====== Text ======

The connector is designed to write all of the raw Oracle redo log records to one
Kafka topic logically referred to as the “redo log topic”. The
redo.log.topic.name
configuration property determines the name of this
topic. The connector actually consumes this topic to identify and produce all of
the table-specific events written to the table-specific topics. The connector
can be configured by setting the table.topic.name.template
property to an
empty string to only write to the redo log topic without generating
table-specific events to the table-specific topics.
There are many other configuration properties. For example, the metadata associated with each database change event can be included in the Kafka record header or in extra fields (with user-defined field names) in the Kafka record value.
Tip
To check out the Oracle CDC Source connector, complete the demo scenario in the blog article introducing the Oracle CDC Source connector.
Features¶
The Connect Oracle CDC Source connector includes the following features:
- Redo log topic
- Redo log corruption topic
- Table change event topics
- Pattern match tables to be captured
- Flexible mapping of tables to Kafka topics
- Record keys
- Snapshots
- Table partition snapshots
- Large object types
- Auto-table set sync and task reconfiguration
- Scalable database workloads
- Micro-rebalancing of task loads
- Automatic creation of Kafka topics
- Automated reconnection
- Oracle multi-tenant CDB/PDB architecture support
- Kerberos integration
- LDAP URL Support
- Connection reuse through connection pooling
- Archived redo log destination
- Infrequently Updated Databases
- Log sensitive data
- Manage long-running transactions
- Before state for update operation
Redo log topic¶
The connector reads the Oracle database redo log and writes each raw redo log event as a separate Kafka record. The connector queries the V$LOGMNR_CONTENTS view. Each row in the result set that applies to one of the matched tables is converted to records with a field for each column in the result set. The connector will write to this topic using an at-least-once guarantee. This means that, following an ungraceful stop of the Connect worker, the connector may rewrite a portion of the redo log event records upon restart.

======

■ Problem to work on
According to the text on the Oracle CDC Source connector, why might the connector rewrite some redo log event records after it restarts? Answer in one to three sentences.

====== Listed records ======

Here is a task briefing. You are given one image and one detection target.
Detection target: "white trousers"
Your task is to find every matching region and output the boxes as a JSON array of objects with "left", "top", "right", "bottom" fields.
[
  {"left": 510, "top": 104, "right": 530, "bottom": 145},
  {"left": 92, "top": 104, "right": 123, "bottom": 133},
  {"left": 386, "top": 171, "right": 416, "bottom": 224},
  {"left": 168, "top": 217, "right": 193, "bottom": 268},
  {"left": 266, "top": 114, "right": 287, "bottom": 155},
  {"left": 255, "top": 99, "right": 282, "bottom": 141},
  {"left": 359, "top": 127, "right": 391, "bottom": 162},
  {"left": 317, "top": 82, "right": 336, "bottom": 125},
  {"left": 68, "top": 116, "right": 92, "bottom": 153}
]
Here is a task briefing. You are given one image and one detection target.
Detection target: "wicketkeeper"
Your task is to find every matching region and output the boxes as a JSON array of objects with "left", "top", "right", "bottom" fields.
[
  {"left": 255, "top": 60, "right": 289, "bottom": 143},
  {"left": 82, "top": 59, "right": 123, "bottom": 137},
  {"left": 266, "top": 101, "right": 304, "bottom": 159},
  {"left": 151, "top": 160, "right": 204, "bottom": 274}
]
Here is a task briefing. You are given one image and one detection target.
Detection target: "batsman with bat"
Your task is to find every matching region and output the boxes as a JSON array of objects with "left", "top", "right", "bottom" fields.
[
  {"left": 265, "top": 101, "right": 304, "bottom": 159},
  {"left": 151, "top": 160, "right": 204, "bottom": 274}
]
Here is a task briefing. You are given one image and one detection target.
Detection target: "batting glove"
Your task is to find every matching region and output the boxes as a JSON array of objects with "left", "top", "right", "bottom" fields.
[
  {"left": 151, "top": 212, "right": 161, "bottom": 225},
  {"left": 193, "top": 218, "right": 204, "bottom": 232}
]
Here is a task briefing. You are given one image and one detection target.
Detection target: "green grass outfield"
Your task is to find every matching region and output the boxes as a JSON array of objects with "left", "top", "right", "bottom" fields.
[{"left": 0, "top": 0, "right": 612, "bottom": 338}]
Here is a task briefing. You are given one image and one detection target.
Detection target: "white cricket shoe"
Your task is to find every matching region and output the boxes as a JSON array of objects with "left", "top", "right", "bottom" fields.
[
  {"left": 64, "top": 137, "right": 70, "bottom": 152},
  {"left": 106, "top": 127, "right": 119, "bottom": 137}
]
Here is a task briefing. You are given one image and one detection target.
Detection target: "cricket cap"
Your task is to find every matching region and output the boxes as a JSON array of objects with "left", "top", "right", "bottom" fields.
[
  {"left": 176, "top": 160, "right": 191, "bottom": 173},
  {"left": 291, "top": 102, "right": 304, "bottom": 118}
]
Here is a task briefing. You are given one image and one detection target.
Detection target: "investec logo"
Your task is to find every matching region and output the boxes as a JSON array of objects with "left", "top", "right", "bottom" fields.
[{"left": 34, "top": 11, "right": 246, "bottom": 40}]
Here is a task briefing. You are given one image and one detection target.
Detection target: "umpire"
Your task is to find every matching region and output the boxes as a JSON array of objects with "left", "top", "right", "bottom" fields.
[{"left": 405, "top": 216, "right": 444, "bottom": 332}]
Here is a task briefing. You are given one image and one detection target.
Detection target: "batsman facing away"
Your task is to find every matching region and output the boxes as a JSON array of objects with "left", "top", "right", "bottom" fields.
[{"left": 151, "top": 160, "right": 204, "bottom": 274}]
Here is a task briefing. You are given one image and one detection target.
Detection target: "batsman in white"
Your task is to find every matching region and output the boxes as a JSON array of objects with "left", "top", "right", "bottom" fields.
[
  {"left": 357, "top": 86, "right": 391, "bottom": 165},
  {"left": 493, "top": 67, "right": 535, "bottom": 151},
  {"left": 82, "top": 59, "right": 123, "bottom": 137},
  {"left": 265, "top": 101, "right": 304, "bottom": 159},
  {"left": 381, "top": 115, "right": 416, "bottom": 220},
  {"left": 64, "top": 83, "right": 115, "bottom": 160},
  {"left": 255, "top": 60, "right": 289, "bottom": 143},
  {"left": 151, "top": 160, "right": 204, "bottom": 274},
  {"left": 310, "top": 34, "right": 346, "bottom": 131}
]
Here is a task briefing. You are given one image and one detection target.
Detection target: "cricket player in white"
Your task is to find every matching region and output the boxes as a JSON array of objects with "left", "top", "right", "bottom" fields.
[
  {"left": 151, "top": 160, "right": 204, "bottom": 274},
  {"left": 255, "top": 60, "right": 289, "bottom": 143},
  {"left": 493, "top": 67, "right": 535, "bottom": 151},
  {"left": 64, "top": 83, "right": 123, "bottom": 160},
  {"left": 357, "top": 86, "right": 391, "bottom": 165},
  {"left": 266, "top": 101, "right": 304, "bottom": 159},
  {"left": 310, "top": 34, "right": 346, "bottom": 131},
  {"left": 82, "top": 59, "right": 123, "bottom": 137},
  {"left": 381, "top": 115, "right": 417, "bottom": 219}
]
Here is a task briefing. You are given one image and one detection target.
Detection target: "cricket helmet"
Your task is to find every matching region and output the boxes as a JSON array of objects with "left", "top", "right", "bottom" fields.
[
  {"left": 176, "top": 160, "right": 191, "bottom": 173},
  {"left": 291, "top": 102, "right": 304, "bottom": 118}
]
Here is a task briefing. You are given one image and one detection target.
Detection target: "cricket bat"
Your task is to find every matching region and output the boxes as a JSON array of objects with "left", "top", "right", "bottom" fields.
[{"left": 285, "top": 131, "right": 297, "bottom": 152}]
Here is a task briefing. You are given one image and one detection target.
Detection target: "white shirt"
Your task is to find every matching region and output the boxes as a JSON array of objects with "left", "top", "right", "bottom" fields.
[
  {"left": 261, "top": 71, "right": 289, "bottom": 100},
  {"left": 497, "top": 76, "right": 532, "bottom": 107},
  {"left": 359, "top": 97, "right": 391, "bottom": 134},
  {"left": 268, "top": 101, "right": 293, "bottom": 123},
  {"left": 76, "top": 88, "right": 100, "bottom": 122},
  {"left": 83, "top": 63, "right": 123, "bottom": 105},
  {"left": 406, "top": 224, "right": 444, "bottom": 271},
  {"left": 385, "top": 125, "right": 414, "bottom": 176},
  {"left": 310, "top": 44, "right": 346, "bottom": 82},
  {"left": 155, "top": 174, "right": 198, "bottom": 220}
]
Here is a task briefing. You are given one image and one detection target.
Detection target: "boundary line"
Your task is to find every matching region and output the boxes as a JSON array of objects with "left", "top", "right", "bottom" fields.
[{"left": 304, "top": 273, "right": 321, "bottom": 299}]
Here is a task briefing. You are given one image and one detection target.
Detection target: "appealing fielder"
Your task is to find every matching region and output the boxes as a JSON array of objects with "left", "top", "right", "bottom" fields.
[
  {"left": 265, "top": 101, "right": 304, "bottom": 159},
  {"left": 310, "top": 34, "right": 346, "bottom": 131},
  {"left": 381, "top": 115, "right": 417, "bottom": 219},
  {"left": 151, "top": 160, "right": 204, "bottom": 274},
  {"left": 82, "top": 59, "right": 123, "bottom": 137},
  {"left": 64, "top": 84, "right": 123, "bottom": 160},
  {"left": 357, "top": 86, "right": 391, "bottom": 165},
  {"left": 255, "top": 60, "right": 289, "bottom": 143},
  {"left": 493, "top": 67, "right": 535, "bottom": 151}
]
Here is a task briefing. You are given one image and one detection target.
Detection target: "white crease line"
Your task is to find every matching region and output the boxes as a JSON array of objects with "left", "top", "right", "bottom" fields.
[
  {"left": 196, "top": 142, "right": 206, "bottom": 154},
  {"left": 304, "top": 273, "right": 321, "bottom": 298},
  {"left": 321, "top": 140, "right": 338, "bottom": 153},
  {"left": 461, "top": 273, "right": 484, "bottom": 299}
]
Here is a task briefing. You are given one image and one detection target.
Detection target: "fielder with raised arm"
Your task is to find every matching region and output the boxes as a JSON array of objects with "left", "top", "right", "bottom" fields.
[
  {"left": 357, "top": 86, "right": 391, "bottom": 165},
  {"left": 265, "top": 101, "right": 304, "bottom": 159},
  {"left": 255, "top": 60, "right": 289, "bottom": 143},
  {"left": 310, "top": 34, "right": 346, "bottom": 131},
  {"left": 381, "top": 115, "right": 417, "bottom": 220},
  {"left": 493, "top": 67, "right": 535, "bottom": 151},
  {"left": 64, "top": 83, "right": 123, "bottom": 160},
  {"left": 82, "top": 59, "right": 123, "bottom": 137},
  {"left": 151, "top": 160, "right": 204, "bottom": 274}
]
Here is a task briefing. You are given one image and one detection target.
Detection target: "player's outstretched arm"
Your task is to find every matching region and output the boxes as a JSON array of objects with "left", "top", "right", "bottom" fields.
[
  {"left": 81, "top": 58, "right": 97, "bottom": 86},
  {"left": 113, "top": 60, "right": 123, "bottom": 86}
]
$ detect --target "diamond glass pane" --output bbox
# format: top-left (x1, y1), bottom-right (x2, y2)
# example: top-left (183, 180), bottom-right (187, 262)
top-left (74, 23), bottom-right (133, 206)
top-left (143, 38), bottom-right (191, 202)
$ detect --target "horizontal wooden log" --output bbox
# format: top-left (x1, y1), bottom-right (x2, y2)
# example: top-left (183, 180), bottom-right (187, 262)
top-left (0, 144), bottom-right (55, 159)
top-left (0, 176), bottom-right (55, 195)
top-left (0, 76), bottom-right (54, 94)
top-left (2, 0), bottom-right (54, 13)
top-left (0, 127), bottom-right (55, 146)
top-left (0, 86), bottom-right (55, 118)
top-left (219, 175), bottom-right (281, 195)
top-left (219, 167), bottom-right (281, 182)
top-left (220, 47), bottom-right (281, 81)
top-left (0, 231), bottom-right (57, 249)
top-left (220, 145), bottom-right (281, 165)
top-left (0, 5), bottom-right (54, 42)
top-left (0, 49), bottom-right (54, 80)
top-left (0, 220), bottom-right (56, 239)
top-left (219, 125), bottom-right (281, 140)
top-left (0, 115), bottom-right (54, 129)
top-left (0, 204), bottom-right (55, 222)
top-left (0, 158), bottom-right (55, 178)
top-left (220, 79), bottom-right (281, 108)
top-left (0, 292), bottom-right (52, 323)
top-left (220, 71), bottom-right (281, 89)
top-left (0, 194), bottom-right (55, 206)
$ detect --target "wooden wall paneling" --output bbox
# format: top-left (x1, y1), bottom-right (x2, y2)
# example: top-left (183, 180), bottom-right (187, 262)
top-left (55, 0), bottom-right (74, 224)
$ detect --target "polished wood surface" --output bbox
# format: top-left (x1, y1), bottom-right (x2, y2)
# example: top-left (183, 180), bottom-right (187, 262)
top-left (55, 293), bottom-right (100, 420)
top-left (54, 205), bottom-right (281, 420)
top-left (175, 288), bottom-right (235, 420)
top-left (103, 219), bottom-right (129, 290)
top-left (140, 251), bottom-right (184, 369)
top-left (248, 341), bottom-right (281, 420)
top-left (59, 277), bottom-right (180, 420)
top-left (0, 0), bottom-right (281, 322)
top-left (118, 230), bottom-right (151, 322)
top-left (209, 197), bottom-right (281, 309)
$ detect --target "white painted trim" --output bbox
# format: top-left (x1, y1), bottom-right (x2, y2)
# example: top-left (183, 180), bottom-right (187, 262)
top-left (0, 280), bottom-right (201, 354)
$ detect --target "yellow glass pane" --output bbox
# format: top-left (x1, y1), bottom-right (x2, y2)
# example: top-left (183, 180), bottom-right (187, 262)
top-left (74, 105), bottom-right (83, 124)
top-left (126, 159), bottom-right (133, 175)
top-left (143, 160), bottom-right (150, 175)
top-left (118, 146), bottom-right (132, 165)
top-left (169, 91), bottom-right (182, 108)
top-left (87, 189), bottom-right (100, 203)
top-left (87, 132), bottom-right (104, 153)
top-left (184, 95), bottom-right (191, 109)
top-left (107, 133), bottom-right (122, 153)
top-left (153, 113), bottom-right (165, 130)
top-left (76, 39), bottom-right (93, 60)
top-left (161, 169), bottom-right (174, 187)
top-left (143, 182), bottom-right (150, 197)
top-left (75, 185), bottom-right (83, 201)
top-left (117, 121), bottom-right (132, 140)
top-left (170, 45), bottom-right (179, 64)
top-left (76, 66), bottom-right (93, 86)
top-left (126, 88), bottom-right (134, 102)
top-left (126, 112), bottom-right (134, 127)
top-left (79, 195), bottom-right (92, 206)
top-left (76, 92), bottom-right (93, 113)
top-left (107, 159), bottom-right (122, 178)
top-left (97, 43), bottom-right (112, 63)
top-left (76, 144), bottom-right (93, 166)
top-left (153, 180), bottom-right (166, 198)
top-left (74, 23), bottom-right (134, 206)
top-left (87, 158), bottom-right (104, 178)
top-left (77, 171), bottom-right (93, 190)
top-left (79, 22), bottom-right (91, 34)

======

■ Expected answer
The connector writes to the redo log topic with an at-least-once guarantee. After an ungraceful stop of the Connect worker, it may therefore rewrite a portion of the redo log event records when it restarts.